[ZIEL DER AUFGABE] Gib bitte den Teil des Textauszugs wortgetreu wieder, beginnend bei „Der Skulpturenpark des“ und endend bei „niemanden mehr auf.“.
═══ TEXTAUSZUG
Der Skulpturenpark des zweiten Aktes wiederum verweist auf Joachim Herz, Leipzig 1973: Marx und Engels mit abgesägten Köpfen, das schmeckte dem DDR-Regime damals nicht. Bei Dorst gesellen sich, sagt sein Buch, noch Christus, Napoleon und Friedrich der Große hinzu. Wirklich identifizieren kann man sie allesamt nicht. Überhaupt regt ein solcher „Abstellplatz der Geschichte“ wohl niemanden mehr auf.

Der dritte Akt schließlich, ein Steinbruch, ist Chéreau pur. Die wallenden Nebel, Wotans Silhouette, die Walküren und ihre toten Helden: Man reibt sich die Augen. Unvergesslich, wie Donald MacIntyre und Gwyneth Jones es als Vater und Tochter an der Grenze zum Erotisch-Verbotenen knistern ließen – und wie opernhaft, wie nichtssagend, was Falk Struckmann und Linda Watson dreißig Jahre später dazu einfällt. Auch die Stimmen sind diesmal nicht dazu angetan, zu entschädigen, gar zu trösten. Watsons Brünnhilde, mit erheblichen Intonationsmühen ringend, klingt schrill, scheppernd, kaum charaktervoll. Struckmanns Wotan fängt mächtig an zu vibrieren, sobald die Kondition ihn verlässt, bläht Spitzen- und Haltetöne. Schön ist beides nicht.
══════
═══ BEREITGESTELLTE ANGABEN
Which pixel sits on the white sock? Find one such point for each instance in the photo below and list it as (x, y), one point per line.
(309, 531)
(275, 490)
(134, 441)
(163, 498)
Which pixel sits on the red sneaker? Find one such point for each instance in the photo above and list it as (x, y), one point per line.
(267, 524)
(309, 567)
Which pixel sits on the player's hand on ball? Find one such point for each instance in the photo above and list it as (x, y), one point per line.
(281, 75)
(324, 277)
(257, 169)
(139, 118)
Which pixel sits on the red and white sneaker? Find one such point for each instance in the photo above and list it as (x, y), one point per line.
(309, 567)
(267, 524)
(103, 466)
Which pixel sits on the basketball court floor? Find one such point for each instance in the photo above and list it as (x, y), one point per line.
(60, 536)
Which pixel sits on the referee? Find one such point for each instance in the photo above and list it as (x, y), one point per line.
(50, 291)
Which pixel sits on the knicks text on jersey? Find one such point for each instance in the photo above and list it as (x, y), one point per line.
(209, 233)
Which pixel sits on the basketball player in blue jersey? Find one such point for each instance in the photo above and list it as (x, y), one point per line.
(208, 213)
══════
═══ BEREITGESTELLTE ANGABEN
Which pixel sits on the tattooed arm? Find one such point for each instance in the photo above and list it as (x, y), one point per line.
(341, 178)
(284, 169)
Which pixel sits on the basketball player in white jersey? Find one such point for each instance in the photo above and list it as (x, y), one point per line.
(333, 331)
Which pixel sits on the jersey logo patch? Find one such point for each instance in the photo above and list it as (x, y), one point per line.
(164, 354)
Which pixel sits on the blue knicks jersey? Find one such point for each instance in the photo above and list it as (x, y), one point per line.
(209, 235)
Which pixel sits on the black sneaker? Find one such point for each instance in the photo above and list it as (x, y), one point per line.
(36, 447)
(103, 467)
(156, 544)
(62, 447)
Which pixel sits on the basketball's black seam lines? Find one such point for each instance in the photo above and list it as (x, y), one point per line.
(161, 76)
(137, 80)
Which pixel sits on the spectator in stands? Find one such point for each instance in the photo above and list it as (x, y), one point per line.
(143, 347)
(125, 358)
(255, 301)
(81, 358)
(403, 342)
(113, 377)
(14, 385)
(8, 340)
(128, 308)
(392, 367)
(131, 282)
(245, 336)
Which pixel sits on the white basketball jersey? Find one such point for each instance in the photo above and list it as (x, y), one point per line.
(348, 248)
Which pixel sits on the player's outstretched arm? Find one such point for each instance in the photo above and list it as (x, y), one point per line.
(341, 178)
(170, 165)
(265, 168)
══════
[ANTWORT ZUR ÜBUNG]
Der Skulpturenpark des zweiten Aktes wiederum verweist auf Joachim Herz, Leipzig 1973: Marx und Engels mit abgesägten Köpfen, das schmeckte dem DDR-Regime damals nicht. Bei Dorst gesellen sich, sagt sein Buch, noch Christus, Napoleon und Friedrich der Große hinzu. Wirklich identifizieren kann man sie allesamt nicht. Überhaupt regt ein solcher „Abstellplatz der Geschichte“ wohl niemanden mehr auf.